*PROBLEM DESCRIPTION*. Copy out the entire passage below on France's "Giant Banquet" protests word for word, keeping its original spelling and punctuation.

*TEXT SECTION*.
##############################
France is in the grip of a powerful wave of civil unrest. The so-called “Giant Banquet” protests, a confluence of farmers, hauliers, and small-scale producers, have paralysed major transport arteries and supply chains across the country. For three weeks, convoys of tractors and livestock trucks have blockaded fuel depots, supermarkets, and ports, demanding a fundamental renegotiation of the European Union’s agricultural and trade policies. The protesters argue that the EU’s push for deregulated imports, tighter environmental regulations, and steeper carbon taxes are crushing domestic producers, rendering French agriculture uncompetitive. The movement has now spread to Belgium, Spain, and Italy, raising the spectre of a full-blown crisis in European food sovereignty.
##############################
*SOURCE DATA*.
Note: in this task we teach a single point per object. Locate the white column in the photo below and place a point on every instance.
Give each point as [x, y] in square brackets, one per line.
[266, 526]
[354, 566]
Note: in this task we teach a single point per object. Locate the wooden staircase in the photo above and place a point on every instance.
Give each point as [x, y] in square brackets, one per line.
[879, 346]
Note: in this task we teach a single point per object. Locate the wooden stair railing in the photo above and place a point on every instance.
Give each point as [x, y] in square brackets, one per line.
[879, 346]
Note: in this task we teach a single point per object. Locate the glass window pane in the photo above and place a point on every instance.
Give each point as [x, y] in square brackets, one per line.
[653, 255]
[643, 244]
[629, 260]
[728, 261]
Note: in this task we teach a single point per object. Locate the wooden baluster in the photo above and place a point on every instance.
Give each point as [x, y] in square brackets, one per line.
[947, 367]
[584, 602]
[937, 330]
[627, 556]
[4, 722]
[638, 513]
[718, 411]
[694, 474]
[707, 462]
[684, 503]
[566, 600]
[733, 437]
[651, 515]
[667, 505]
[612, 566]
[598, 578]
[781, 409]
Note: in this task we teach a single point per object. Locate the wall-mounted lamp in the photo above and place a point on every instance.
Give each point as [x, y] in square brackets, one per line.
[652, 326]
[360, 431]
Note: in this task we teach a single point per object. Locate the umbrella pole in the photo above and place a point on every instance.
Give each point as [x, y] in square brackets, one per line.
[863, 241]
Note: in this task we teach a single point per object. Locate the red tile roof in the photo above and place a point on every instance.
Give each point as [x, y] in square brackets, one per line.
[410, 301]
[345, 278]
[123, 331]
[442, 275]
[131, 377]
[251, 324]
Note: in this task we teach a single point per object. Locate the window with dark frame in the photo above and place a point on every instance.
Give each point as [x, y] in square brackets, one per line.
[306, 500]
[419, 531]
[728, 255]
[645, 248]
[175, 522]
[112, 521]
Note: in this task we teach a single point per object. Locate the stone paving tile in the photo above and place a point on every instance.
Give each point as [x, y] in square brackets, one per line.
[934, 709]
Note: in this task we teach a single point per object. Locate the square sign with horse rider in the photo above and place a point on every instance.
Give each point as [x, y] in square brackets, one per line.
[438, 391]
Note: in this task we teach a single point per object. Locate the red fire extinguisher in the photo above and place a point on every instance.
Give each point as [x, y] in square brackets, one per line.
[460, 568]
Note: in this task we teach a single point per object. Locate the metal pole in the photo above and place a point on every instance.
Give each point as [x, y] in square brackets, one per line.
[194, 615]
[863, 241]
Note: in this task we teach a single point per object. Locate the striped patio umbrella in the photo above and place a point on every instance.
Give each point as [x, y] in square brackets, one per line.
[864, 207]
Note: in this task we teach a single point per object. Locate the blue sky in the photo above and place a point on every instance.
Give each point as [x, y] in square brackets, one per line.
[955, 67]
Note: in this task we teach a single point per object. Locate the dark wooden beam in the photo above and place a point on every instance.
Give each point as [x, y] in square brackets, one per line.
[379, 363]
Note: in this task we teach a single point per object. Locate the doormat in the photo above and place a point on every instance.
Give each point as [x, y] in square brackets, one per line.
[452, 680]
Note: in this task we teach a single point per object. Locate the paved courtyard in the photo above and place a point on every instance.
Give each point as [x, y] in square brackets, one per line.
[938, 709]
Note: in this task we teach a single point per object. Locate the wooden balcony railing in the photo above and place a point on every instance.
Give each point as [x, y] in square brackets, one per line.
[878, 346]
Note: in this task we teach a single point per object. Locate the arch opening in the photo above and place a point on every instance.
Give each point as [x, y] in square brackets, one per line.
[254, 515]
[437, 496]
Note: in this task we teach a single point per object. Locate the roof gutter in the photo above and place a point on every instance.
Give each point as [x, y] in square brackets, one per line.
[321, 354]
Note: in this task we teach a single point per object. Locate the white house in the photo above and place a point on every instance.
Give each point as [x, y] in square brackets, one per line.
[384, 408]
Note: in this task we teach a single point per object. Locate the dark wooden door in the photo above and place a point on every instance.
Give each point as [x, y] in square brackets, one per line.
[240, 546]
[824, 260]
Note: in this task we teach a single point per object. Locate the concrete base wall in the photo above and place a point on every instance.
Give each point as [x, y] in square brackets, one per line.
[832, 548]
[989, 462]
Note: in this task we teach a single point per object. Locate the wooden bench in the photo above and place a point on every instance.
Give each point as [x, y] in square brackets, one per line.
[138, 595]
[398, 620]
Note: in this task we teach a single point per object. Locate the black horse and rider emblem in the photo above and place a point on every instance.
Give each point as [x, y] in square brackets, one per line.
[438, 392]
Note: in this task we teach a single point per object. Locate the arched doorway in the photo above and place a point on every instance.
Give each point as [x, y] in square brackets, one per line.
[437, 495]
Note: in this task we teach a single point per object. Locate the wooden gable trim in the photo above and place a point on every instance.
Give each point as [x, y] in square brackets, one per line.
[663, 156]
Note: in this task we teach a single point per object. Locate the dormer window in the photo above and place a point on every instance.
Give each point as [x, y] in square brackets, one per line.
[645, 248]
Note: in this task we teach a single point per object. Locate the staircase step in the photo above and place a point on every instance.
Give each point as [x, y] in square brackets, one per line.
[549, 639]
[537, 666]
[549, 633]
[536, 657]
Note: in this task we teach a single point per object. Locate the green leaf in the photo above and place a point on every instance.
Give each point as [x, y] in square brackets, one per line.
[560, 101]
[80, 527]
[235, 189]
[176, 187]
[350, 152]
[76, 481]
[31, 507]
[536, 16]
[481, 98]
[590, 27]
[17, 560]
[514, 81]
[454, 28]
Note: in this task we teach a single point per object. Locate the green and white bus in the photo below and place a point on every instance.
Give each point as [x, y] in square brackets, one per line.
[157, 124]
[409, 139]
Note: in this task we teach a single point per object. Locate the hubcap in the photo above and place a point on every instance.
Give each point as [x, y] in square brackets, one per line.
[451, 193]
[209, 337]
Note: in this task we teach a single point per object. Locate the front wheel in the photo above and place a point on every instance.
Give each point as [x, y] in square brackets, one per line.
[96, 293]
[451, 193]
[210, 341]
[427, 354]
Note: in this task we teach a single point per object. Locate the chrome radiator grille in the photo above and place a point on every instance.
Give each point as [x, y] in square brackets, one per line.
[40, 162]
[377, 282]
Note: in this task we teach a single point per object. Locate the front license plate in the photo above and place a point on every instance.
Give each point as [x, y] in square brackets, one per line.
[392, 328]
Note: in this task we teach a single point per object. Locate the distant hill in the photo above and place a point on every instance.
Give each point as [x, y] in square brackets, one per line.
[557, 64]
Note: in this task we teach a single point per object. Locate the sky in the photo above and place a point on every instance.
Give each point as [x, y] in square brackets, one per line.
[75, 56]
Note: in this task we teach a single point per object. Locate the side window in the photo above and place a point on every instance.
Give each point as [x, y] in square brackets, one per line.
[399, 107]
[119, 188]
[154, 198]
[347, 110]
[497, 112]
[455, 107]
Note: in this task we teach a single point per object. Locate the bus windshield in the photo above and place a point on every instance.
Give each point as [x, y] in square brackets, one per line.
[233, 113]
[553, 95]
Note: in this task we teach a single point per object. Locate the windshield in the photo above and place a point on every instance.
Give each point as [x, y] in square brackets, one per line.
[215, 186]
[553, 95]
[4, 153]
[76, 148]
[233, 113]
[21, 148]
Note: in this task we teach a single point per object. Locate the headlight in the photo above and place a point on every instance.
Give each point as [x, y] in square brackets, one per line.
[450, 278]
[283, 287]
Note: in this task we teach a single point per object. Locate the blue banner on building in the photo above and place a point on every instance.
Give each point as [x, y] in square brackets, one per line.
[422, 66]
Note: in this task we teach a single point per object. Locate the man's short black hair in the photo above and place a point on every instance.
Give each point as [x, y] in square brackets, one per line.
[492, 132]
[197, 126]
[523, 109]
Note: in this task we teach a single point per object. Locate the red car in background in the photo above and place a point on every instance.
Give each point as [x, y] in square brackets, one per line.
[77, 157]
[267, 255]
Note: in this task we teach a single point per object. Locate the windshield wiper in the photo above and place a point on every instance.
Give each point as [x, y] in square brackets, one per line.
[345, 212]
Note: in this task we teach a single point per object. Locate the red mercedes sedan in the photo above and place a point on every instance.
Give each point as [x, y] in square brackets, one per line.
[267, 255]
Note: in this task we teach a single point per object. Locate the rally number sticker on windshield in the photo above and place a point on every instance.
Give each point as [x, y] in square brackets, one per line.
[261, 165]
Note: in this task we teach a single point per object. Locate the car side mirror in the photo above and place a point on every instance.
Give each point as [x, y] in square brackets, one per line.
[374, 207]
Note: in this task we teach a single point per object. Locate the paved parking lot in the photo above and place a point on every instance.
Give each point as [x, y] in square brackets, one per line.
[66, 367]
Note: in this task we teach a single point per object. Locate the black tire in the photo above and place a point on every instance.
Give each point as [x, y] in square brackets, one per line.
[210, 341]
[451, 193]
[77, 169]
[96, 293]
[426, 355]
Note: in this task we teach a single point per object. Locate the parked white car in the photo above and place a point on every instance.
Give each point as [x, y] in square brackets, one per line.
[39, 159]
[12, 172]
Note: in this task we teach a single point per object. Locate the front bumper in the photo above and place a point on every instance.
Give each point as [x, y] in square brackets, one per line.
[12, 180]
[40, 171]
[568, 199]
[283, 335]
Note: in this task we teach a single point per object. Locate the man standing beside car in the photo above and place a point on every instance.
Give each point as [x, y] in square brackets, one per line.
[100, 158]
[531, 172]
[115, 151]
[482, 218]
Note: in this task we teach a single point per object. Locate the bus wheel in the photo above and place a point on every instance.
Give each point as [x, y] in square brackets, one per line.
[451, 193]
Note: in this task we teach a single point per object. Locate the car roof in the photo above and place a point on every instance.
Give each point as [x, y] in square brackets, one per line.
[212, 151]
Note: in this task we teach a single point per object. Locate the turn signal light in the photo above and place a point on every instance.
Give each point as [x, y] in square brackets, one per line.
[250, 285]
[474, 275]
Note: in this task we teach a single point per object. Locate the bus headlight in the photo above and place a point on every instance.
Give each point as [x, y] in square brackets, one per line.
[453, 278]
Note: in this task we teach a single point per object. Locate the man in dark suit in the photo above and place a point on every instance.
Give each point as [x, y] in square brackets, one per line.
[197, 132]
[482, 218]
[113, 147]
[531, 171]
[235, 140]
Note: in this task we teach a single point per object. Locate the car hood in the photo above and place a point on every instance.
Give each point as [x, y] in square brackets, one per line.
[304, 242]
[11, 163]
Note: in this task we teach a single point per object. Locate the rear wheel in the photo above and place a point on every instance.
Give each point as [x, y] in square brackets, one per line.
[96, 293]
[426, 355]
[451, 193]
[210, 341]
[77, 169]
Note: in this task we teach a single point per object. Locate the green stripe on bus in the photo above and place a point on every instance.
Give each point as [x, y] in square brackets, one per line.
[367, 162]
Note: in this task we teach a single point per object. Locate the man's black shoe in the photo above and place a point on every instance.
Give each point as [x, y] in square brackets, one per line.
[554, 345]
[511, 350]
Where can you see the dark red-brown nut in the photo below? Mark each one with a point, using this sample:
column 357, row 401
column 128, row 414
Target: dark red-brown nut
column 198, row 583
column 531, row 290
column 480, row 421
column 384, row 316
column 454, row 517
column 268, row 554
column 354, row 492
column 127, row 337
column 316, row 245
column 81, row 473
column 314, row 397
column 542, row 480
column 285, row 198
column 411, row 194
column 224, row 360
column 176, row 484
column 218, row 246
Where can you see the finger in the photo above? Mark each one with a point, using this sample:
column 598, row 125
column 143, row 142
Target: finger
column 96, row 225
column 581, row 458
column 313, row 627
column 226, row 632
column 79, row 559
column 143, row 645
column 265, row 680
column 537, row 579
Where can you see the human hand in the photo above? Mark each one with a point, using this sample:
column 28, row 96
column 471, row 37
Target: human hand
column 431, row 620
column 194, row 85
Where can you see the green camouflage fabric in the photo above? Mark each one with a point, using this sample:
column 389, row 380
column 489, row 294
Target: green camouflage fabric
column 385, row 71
##############################
*RESULT OF THE EXERCISE*.
France is in the grip of a powerful wave of civil unrest. The so-called “Giant Banquet” protests, a confluence of farmers, hauliers, and small-scale producers, have paralysed major transport arteries and supply chains across the country. For three weeks, convoys of tractors and livestock trucks have blockaded fuel depots, supermarkets, and ports, demanding a fundamental renegotiation of the European Union’s agricultural and trade policies. The protesters argue that the EU’s push for deregulated imports, tighter environmental regulations, and steeper carbon taxes are crushing domestic producers, rendering French agriculture uncompetitive. The movement has now spread to Belgium, Spain, and Italy, raising the spectre of a full-blown crisis in European food sovereignty.